» **Problem details**
When you write out the entries, keep every line exactly as it appears.

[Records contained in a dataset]
((

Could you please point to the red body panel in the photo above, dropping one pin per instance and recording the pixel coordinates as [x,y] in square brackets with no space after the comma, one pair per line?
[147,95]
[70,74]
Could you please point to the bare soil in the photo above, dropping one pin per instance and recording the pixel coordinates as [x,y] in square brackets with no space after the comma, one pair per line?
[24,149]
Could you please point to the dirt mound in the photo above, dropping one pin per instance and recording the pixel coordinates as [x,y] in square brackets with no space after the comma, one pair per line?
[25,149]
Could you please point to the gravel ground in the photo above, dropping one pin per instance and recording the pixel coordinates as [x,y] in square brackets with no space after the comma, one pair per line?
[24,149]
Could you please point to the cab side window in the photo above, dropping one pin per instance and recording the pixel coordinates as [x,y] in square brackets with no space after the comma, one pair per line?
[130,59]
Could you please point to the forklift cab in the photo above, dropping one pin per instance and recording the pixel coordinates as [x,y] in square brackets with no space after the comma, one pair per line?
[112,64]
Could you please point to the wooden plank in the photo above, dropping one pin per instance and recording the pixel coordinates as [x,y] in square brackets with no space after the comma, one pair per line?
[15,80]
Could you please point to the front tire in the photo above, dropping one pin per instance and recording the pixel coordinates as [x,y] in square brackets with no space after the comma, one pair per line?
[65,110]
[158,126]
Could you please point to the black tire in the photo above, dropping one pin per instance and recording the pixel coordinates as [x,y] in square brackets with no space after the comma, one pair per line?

))

» **Answer to this exercise**
Could you please point to the red body panel in the photo above, dropping one pin per instance and recording the pixel coordinates as [x,y] in square brackets with no space after the comma, one pair per line?
[147,95]
[70,74]
Could you please point to the bare soil in the photo above, dropping one pin per instance and recording the pixel coordinates as [x,y] in square brackets with no space after the comma, one pair per line?
[24,149]
Could you please point to the dirt mound in the photo above, dropping one pin per instance and recording the pixel coordinates as [x,y] in square brackets with no space after the comma, one pair per line?
[25,149]
Could you please point to the gravel ground in the photo above, dropping one pin per instance and recording the pixel coordinates as [x,y] in square brackets with no space after the comma, one pair per line?
[24,149]
Could you please point to the cab side window in the photo above, dropping one pin per instance and recording the pixel coordinates as [x,y] in square brackets with no space after the comma, one pair per line?
[130,59]
Could you please point to the forklift cab in the photo above, dropping one pin per instance and recording the pixel coordinates as [x,y] in square brackets with no space after the comma, one pair per line?
[112,64]
Could you please point to the wooden plank in the photo above, dropping one pin per instance and recording the pixel coordinates as [x,y] in square brackets with no space after the comma, one pair per line?
[15,80]
Could you please point to the front tire in the photo above, dropping one pin per instance and recording the pixel coordinates as [x,y] in square brackets with no space after the comma, one pair per line?
[65,110]
[158,126]
Could you please point to the black tire in the photo above, dropping one pin per instance and recording the pixel coordinates as [x,y] in square brackets with no space after the comma, one pair per line?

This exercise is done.